▸ **WHAT TO WORK ON**
a - Answer these questions from the article on the aged care hearings, marking each answer (i), (ii) or (iii) to match:
(i) In which town did the latest hearings wrap up?
(ii) How many witnesses appeared?
(iii) At what venue will the Newcastle community forum be held?
b - In the article on the aged care hearings, why should the practice of charging elderly people for care they were denied not be tolerated? Please answer in one to three sentences.
c - Continue the article on the aged care hearings from its final sentence.

The latest hearings of the Royal Commission into Aged Care Quality and Safety have wrapped up in Mudgee. The three day hearing inquired into the shortfalls and challenges in aged care in rural, regional and remote areas.
While investigating regional aged care, the Commission had a particular focus on:
- the perspective and experience of people who access or are involved in aged care in regional and remote areas
- challenges associated with delivering aged care in regional and remote areas
- models for and approaches to delivering aged care in regional and remote areas, including Multi-Purpose Services.
One of the key issues to emerge was allegations of elderly people being denied access to care but still charged for it. This form of financial elder abuse should not be tolerated. Witnesses also spoke of the difficulty in getting help to stay at home in regional areas.
The last of twenty witnesses had praise for the Nyngan Multi-Purpose Service. Mr Harris said the service “has given me a life and it’s given Beth [his wife] a life. The couple of twenty years found out in 2013 that Mrs Harris had early onset dementia and – two years later – was diagnosed with Parkinsonian-plus syndrome. Mr Harris said the community involvement in the MPS was a critical success factor.
Aged Care Royal Commission – Newcastle Community Forum – Nov 27
Meanwhile people from key regional NSW areas including Newcastle, Lake Macquarie, Hunter Valley and the mid North Coast have the chance to have their voices heard when the Commission holds a community forum in Newcastle this month.
The forum will be held at NEX @ Wests City (Newcastle Exhibition and Conference Centre), on King Street, Newcastle West, on Wednesday, November 27 from 9.30am to 12.30pm.

▸ **SOURCE DATA**

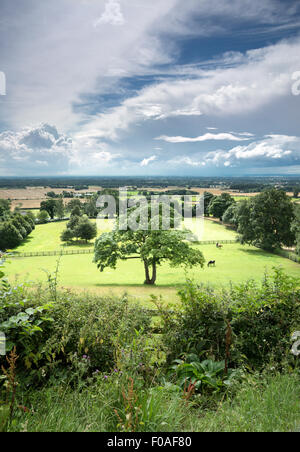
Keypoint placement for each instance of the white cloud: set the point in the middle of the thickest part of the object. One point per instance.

▸ **EXPECTED RESPONSES**
a -
(i) Mudgee
(ii) Twenty
(iii) NEX @ Wests City (Newcastle Exhibition and Conference Centre), on King Street, Newcastle West

b - The article says it should not be tolerated because it is a form of financial elder abuse. The practice came to light as allegations that elderly people were denied access to care but still charged for it.

c -
Community forums are another way that members of the public can engage with the Commission. Forums are taking place in a number of locations around the country. The forums are an opportunity for members of the public to hear about the work of the Commission and to offer their ideas on the challenges and strengths of aged care. This is also a chance for anyone to propose ideas for improvement.
Commissioner Lynelle Briggs AO will attend the Newcastle forum. There will be a chance to give written feedback to the Commission and to talk to Commission staff. A limited number of people will be able to give a brief statement. More details, including how to register to speak, are here.
Commission’s Interim Report
The Commission handed down its Interim Report – entitled ‘Neglect’ – on October 31.
It rightly labelled our aged care system as “a sad and shocking system that diminishes Australia as a nation”. This aligns with the shocking stories of neglect and abuse shared by the many families I see in my practice. There are many dedicated aged care providers and workers but they work in an unkind and uncaring system that fails older Australians who deserve better.
The report does not make recommendations but says that immediate action should be taken on chemical restraint use, home care packages for those on waiting lists and getting young people with disabilities out of aged care.
As the principal of Catherine Henry Lawyers and as spokesperson on aged care for the Australian Lawyers I publicly commented on the report.
My view – and the view of the ALA – is that increased government funding will help but it should be available in conjunction with new legislation and effective regulation. We need to address staffing issues and the lack of availability of data on key performance indicators as to quality. Action needs to occur now. The government cannot wait for the Commission’s final report, which is 12 months away. Frail-aged Australians cannot wait that long.
The next hearing will be in Hobart on November 11-14. The Hobart Hearing will inquire into the operations of selected Approved Providers that operate residential aged care facilities in Tasmania and elsewhere in Australia.